→ Actions to take
[1] In the article on Kevin Cummins, which event was the Sex Pistols' final British gig, and where did it take place?
[2] Name every artist or band that the article on Kevin Cummins says is represented in the Disclosure exhibition.
[3] Extend the article on Kevin Cummins's Disclosure exhibition, starting after its final sentence.

--- Passage shown ---

Sunday, March 22, 2015

Disclosure



If anyone can claim to be the house photographer for the Manchester music scene since the 1970s, it is Kevin Cummins. Born in the shadow of Maine Road, Manchester City’s old ground, he began photographing Buzzcocks, The Fall and other bands of the city’s fledgling punk scene following the Sex Pistols’ 1976 gigs at the Lesser Free Trade Hall. And the next year, Cummins was on hand to document the Pistols’ final British gig, a benefit for striking firefighters and their children on Christmas Day in Huddersfield. But it was to be the music that emerged from Manchester in the wake of punk that brought his photographs to the wider audiences of the NME and The Face.

His images of Joy Division, New Order and The Smiths are some of the most well-known in rock photography and all of those artists feature in an exhibition of Cummins’ work currently running in St. Leonards-on-Sea. Disclosure is a retrospective, at the Lucy Bell Gallery in Norman Road, spanning his forty-year career. As well as images of later musicians from his home town, such as The Stone Roses and Oasis, there are portraits of David Bowie and Sinead O’Connor on show, and some of the last photographs of Richey Edwards of Manic Street Preachers.

--- Recorded information ---

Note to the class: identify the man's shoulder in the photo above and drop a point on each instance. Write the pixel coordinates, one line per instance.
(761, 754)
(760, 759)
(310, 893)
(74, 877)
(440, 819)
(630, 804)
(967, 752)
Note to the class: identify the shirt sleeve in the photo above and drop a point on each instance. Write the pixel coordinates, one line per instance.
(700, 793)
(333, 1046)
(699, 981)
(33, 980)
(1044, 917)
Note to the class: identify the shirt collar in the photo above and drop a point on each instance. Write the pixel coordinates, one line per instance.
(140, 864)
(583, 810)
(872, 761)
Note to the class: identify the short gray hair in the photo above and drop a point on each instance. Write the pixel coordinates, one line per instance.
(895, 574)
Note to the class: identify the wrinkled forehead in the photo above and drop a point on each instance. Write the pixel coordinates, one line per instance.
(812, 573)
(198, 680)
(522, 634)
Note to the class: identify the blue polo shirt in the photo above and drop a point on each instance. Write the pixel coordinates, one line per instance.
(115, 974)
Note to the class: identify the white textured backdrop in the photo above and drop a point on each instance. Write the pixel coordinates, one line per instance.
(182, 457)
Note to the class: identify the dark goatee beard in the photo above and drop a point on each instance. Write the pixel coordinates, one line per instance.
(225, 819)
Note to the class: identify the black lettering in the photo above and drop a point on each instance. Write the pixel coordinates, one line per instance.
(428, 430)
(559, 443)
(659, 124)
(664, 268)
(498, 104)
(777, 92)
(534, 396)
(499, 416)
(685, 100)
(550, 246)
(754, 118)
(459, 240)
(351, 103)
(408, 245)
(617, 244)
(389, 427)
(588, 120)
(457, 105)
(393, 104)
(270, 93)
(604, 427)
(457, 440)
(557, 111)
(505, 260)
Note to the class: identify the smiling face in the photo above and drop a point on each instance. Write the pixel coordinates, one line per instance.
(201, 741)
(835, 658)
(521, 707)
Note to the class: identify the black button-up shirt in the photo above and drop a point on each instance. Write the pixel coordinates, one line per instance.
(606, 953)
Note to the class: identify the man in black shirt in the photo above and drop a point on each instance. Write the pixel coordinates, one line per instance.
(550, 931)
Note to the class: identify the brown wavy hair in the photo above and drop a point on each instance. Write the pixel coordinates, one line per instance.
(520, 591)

---

→ Results of the exercise
[1] It was a benefit for striking firefighters and their children, held on Christmas Day in Huddersfield.

[2] Joy Division, New Order, The Smiths, The Stone Roses, Oasis, David Bowie, Sinead O'Connor, and Richey Edwards of Manic Street Preachers.

[3]
The writer Paul Morley once said that he seemed to have been writing about Joy Division for most of his life; and it must be similar for Cummins as it his work with that band, and Ian Curtis in particular, that endures the most and will always ensure their names are inextricably linked: Curtis, cigarette in hand against the black walls of the bands’ rehearsal room; Curtis on stage, shirt untucking, arms raised in mid-dervish dance; Curtis, in the freezing cold, wearing the mac that launched a thousand rain-coated gloomsters (myself included) in tribute. But it is a photograph of the whole band that rivals Peter Saville’s artwork for their debut album as the most enduring Joy Division image.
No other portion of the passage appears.